↓
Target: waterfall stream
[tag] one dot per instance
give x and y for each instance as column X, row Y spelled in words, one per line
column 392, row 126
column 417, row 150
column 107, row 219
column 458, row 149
↑
Each line from the one holding "give x and y" to the end of the entries is to be written out exactly. Skip every line before it.

> [Written response]
give x and y for each instance as column X, row Y spelled in words, one per line
column 392, row 126
column 417, row 150
column 107, row 219
column 458, row 149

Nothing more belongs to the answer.